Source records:
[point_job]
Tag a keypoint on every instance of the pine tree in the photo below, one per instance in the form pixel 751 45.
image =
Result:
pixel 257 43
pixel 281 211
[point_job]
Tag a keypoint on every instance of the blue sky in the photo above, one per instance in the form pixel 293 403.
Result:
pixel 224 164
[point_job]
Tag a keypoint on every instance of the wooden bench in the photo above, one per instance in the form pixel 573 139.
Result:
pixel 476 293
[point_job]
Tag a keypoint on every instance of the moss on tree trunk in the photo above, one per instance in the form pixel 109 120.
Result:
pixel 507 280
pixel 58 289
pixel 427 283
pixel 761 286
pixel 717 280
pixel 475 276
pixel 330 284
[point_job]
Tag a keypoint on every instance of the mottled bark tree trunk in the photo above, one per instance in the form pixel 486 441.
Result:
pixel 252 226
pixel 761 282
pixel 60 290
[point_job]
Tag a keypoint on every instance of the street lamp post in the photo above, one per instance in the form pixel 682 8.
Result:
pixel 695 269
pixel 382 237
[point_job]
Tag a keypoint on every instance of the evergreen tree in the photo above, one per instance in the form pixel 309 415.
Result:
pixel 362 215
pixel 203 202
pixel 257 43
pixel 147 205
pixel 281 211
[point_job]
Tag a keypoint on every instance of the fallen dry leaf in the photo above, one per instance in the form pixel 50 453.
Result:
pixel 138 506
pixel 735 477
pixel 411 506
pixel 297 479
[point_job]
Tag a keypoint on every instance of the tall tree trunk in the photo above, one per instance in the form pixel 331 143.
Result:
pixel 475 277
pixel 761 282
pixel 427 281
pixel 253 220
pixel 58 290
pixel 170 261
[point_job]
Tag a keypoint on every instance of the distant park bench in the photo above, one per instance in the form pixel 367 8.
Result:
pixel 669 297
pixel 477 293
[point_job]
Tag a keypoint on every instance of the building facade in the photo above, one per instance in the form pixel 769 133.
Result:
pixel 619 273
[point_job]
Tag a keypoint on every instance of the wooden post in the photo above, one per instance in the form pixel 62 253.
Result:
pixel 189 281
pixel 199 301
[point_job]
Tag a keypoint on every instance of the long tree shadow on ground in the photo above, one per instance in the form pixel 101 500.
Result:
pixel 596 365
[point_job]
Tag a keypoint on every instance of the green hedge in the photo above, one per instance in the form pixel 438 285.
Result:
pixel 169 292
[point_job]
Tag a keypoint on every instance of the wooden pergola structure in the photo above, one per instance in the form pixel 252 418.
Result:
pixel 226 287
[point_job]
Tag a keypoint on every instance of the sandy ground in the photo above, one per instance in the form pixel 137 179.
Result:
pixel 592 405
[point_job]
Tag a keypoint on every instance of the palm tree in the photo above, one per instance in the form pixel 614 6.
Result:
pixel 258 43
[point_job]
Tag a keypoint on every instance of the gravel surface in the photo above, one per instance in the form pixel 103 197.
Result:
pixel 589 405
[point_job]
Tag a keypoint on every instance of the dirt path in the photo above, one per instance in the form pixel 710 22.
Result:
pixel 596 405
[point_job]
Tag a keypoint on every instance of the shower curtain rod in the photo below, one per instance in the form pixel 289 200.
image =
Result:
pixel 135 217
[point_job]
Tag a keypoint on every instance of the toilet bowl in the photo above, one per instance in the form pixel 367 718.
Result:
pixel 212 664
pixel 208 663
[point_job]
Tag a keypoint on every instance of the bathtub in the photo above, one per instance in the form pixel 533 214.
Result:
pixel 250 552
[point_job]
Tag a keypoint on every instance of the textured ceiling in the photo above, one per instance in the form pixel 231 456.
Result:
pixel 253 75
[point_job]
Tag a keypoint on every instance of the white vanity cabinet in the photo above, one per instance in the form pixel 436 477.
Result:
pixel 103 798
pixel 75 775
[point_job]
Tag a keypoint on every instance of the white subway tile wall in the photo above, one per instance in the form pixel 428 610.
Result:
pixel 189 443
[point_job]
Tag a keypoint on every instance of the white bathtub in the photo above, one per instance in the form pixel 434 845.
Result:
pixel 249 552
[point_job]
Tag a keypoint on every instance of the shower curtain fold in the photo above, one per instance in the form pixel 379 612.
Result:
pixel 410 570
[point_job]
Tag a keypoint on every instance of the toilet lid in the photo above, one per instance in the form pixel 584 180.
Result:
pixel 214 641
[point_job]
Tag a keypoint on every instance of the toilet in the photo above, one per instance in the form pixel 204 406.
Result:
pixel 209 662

> **PROBLEM DETAILS**
Of the lines above, show those in which "curtain" appears.

> **PROBLEM SOLUTION**
Tag a keypoint on every instance of the shower curtain rod in the photo below, one per instance in the form pixel 289 200.
Tag a keypoint on every instance of the shower curtain fold in the photo above, one per instance in the form pixel 379 612.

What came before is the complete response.